◆ **What this exercise asks**:
[1] Decide whether each statement agrees with the blog post on Backlash and The Beauty Myth, answering yes or no and quoting the deciding words: (a) the writer reread The Transparency of Evil and The History of Sexuality alongside Faludi and Wolf; (b) the writer advises readers to avoid these texts because they are uncomfortable; (c) the writer expects to explore the new research avenues over the next several months.
[2] Carry on writing the blog post on Backlash and The Beauty Myth, beginning after its last sentence.

◆ **Selected extract**:

________________

Wednesday, September 14, 2011

backlash + the beauty myth: first impressions

Recently, I had the opportunity to read Backlash and The Beauty Myth in close succession. Worse (or better, perhaps) yet, I chose to reread The Transparency of Evil and The History of Sexuality in concert with Faludi and Wolf. The result, as those close to me will attest, was an overabundance of conversations centered on sentiments such as “the world is going to hell” and “I’m so angry about the culture of the nineties.” Indeed, Faludi and Wolf created a haunting picture of the world into which the women of my generation were born. Below I have written some preliminary thoughts on my experience and reactions to the aforementioned texts. However, more than just the feelings of anger and hopelessness Wolf and Faludi stirred within me, their accounts of the third-wave woman’s complex condition inspired several avenues for musical and cultural research--avenues I look forward to exploring over the next several weeks.

I would encourage everyone to engage with these texts, difficult and uncomfortable though they may be. A wise man once said, “you can never be truly free until you understand your conditioning.” Go. Read!

Cognizant only of image, commodity, and base sensations, we drift through a gray peril punctuated by unsettling sameness. Our experience has flattened and spread. Although once noble, the present condition of humanity represents a toxic leak contaminating the sacred, the pristine and the immaculate. Where the child was once a capsule of potentiality and hope, she is now, since the most recent fin-de-siecle, disfigured, grotesque. Like the prodigious birth, like the sixteenth-century horror, like the aberration of unmitigated otherness, late twentieth-century youth entered a world of hostile categories vigorously enforced by a virtual reality and a subtle violence.

________________

◆ **Source data**:
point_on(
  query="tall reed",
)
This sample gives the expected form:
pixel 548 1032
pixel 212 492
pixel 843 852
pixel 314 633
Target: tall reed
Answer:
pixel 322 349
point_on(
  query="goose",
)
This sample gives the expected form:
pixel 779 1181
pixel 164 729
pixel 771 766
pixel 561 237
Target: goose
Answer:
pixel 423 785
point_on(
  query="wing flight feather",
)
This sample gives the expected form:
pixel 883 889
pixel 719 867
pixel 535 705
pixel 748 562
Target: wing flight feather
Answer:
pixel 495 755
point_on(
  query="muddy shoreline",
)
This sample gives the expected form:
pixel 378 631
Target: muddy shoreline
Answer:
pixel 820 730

________________

◆ **Answers per task**:
[1]
(a) Yes: "I chose to reread The Transparency of Evil and The History of Sexuality in concert with Faludi and Wolf."
(b) No: "I would encourage everyone to engage with these texts, difficult and uncomfortable though they may be."
(c) No: "avenues I look forward to exploring over the next several weeks."

[2]
We learned that being alive was being abused. We learned that to suffer for beauty was a kind of perverted noblesse oblige. To be thin was to be virtuous and extremes of asceticism and hedonism were strict poles by which we were to model our lives. The uncompromising binary was queen; we were taught that the ideal woman existed in constant conflict: at once living the second-wave dream while yearning for the mystique of feminine docility and domesticity. We learned that to be a woman was to maintain a tenuous balance and willingly endure its pain. We learned to expect violence.

I’ve been ruminating on these two texts for some time, trying to make sense of them within the context of my own socialization, but also within the realm of musical practice. To be a musician is to enjoy a similarly paradoxical relationship with sacrifice, violence and victimization. We inflict the invasive violence of sound upon our spectator while instigating simultaneous symbolic self-immolation. Articulating the phenomenology of music-making is something best left to the experts (Turino! Peirce!), however the body emblazoned by performance constitutes one facet of a complex force-relationship. While we perform music we perform a cycle of violence: our frustrations, our woes, our years of practice transmute into an act of assault; we violate our audience as we have been violated.